— Begin —

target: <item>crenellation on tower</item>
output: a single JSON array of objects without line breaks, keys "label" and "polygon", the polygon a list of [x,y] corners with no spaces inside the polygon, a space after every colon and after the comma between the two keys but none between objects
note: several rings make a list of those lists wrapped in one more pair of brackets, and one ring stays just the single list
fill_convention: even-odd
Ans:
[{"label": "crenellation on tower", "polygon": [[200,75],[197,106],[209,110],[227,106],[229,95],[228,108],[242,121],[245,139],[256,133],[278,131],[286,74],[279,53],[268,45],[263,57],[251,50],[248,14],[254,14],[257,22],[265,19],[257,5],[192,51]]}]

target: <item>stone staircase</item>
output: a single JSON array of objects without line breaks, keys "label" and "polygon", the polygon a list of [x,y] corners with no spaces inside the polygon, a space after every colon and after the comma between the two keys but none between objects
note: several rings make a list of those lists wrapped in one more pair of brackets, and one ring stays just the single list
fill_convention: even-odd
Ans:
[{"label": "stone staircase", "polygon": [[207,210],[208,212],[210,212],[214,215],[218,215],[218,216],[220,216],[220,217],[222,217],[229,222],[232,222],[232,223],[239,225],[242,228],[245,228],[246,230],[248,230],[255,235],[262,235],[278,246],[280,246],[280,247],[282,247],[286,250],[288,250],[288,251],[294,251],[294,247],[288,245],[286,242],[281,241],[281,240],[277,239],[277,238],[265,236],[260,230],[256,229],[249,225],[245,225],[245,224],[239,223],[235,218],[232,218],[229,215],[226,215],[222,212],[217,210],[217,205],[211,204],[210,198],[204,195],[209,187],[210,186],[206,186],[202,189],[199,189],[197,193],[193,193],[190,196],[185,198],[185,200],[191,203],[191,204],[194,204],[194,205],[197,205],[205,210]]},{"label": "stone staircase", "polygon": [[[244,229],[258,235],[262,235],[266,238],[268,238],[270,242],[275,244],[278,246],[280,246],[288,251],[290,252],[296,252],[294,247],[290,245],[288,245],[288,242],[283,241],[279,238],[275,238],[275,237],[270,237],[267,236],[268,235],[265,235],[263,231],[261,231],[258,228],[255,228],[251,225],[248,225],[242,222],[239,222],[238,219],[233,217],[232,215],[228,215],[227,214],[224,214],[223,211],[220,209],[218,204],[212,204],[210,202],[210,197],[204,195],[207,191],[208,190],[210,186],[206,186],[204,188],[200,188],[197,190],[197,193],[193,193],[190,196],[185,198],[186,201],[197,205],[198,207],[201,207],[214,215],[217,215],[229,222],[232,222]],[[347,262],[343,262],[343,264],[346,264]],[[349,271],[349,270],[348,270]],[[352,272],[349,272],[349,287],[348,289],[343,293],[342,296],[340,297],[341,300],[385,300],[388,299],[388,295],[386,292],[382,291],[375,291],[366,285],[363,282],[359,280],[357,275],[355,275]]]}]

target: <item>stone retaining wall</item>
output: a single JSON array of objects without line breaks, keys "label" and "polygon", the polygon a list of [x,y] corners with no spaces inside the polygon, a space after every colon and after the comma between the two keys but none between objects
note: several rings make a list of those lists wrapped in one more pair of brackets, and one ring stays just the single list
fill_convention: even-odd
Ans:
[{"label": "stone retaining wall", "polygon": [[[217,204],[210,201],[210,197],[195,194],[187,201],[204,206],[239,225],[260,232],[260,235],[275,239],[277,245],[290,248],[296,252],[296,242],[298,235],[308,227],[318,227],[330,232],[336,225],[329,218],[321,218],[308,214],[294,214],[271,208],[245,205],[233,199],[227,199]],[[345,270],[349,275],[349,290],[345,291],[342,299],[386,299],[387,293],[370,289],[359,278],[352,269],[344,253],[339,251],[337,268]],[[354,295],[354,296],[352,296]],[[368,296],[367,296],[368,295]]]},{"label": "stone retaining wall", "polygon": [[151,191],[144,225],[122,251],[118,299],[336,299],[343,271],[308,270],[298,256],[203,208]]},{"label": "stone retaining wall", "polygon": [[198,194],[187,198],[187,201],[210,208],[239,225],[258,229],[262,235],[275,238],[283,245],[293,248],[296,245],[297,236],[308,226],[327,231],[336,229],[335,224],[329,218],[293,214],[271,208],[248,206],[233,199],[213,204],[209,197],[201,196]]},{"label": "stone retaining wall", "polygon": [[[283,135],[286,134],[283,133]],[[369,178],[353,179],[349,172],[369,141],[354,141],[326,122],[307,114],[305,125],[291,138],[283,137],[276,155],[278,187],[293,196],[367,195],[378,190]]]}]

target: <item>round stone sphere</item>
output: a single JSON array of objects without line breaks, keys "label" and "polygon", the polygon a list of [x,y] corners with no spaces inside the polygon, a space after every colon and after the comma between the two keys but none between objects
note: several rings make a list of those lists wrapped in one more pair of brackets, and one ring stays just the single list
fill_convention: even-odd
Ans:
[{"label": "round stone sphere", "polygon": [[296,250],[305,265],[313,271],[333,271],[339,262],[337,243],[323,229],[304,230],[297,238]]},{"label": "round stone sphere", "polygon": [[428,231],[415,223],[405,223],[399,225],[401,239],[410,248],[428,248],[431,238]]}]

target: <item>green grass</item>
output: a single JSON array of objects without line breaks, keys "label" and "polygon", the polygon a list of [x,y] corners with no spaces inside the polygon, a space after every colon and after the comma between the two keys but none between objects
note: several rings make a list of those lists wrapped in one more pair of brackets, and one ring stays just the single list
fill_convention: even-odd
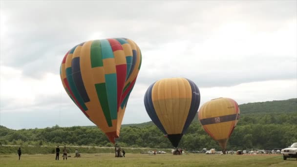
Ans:
[{"label": "green grass", "polygon": [[282,160],[280,154],[205,155],[204,154],[126,154],[115,158],[112,153],[82,154],[81,158],[55,160],[55,154],[24,154],[19,161],[14,154],[0,155],[0,167],[297,167],[296,158]]}]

— End —

What to do:
Render every line above as a numbered list, omitting the blank lines and leaving out the pictures.

Task response:
1. target: <item>crenellation on tower</item>
2. output: a single JSON array of objects without line breaks, keys "label" and "polygon", the polygon a list of [x,y] corners with no spaces inside the polygon, a space after every colon and after the comma between the two keys but none between objects
3. note: several rings make a list of those lists wrapped in one more pair of brackets, and one ring stays just the single list
4. fill_convention: even-odd
5. Ans:
6. [{"label": "crenellation on tower", "polygon": [[200,75],[197,106],[209,110],[227,106],[229,95],[228,108],[242,121],[245,139],[256,133],[278,131],[286,74],[279,53],[268,45],[263,57],[251,50],[248,14],[254,14],[257,22],[265,19],[257,5],[192,51]]}]
7. target: <item>stone staircase</item>
8. output: a single JSON array of objects without line breaks, keys "label" and "polygon", the polygon a list of [x,y] corners with no spaces inside the polygon, a space after every colon and after the comma between the two keys but none between objects
9. note: several rings make a list of those lists wrapped in one more pair of brackets, and one ring stays just the single list
10. fill_convention: even-odd
11. Ans:
12. [{"label": "stone staircase", "polygon": [[207,210],[208,212],[210,212],[214,215],[218,215],[218,216],[220,216],[220,217],[222,217],[229,222],[232,222],[232,223],[239,225],[242,228],[245,228],[246,230],[248,230],[255,235],[262,235],[278,246],[280,246],[280,247],[282,247],[286,250],[288,250],[288,251],[294,251],[294,247],[288,245],[286,242],[281,241],[281,240],[277,239],[277,238],[265,236],[260,230],[256,229],[249,225],[245,225],[245,224],[239,223],[235,218],[232,218],[229,215],[226,215],[222,212],[217,210],[217,205],[211,204],[210,198],[204,195],[209,187],[210,186],[206,186],[202,189],[199,189],[197,193],[193,193],[190,196],[185,198],[185,200],[191,203],[191,204],[194,204],[194,205],[197,205],[205,210]]},{"label": "stone staircase", "polygon": [[[244,229],[258,235],[262,235],[266,238],[268,238],[270,242],[275,244],[278,246],[280,246],[288,251],[290,252],[296,252],[294,247],[290,245],[288,245],[288,242],[283,241],[279,238],[275,238],[275,237],[270,237],[267,236],[268,235],[265,235],[263,231],[261,231],[258,228],[255,228],[251,225],[248,225],[242,222],[239,222],[238,219],[233,217],[232,215],[228,215],[227,214],[224,214],[223,211],[220,209],[218,204],[212,204],[210,202],[210,197],[204,195],[207,191],[208,190],[210,186],[206,186],[204,188],[200,188],[197,190],[197,193],[193,193],[190,196],[185,198],[186,201],[197,205],[198,207],[201,207],[214,215],[217,215],[229,222],[232,222]],[[347,262],[343,262],[343,264],[346,264]],[[349,271],[349,270],[348,270]],[[352,272],[349,272],[349,287],[348,289],[343,293],[342,296],[340,297],[341,300],[385,300],[388,299],[388,295],[386,292],[382,291],[375,291],[366,285],[363,282],[359,280],[357,275],[355,275]]]}]
13. target: <item>stone retaining wall</item>
14. output: a single JSON array of objects without line breaks, keys "label" and "polygon", the polygon a list of [x,y] corners with no spaces inside the polygon, a space after every colon and after the comma between the two keys but none between objects
15. note: several rings make a list of those lists wrapped in one more pair of brackets, and one ring stays just the single list
16. fill_convention: even-odd
17. Ans:
18. [{"label": "stone retaining wall", "polygon": [[[217,204],[210,201],[210,197],[195,194],[187,201],[204,206],[239,225],[260,232],[260,235],[275,239],[277,245],[290,248],[296,252],[296,242],[298,235],[308,227],[318,227],[330,232],[336,225],[329,218],[321,218],[308,214],[294,214],[271,208],[245,205],[233,199],[227,199]],[[345,270],[349,275],[349,290],[345,291],[342,299],[386,299],[387,293],[370,289],[359,278],[352,269],[344,253],[339,251],[337,268]],[[354,295],[354,296],[352,296]],[[368,296],[367,296],[368,295]]]},{"label": "stone retaining wall", "polygon": [[151,191],[144,225],[122,251],[118,299],[336,299],[343,271],[308,270],[298,256],[203,208]]},{"label": "stone retaining wall", "polygon": [[198,194],[187,198],[187,201],[210,208],[239,225],[258,229],[262,235],[275,238],[283,245],[293,248],[296,245],[297,236],[308,226],[327,231],[336,229],[335,224],[329,218],[293,214],[271,208],[248,206],[233,199],[213,204],[209,197],[201,196]]},{"label": "stone retaining wall", "polygon": [[[283,135],[286,134],[283,133]],[[369,178],[353,179],[349,172],[369,141],[354,141],[326,122],[307,114],[305,125],[291,138],[283,137],[276,155],[278,187],[293,196],[367,195],[378,190]]]}]
19. target: <item>round stone sphere</item>
20. output: a single JSON array of objects without line breaks, keys "label" and "polygon", the polygon a list of [x,y] corners with no spaces inside the polygon, a space after every colon and after the comma between the two keys but none between objects
21. note: several rings make a list of those lists wrapped in one more pair of brackets, and one ring stays just the single list
22. fill_convention: even-odd
23. Ans:
24. [{"label": "round stone sphere", "polygon": [[296,250],[305,265],[313,271],[333,271],[339,262],[337,243],[323,229],[304,230],[297,238]]},{"label": "round stone sphere", "polygon": [[428,231],[415,223],[405,223],[399,225],[401,239],[410,248],[428,248],[431,238]]}]
25. target: <item>green grass</item>
26. output: a single JSON array of objects without line breaks, keys "label" and "polygon", the polygon a list of [x,y] corners with no spaces inside the polygon, a space after every colon and after the comma between the two keys but none between objects
27. note: several rings make a list of those lists wrapped in one more pair of brackets, and one ring stays just the single list
28. fill_convention: even-odd
29. Ans:
30. [{"label": "green grass", "polygon": [[282,160],[280,154],[205,155],[204,154],[126,154],[115,158],[112,153],[82,154],[81,158],[55,160],[55,154],[24,154],[19,161],[14,154],[0,155],[0,167],[297,167],[296,158]]}]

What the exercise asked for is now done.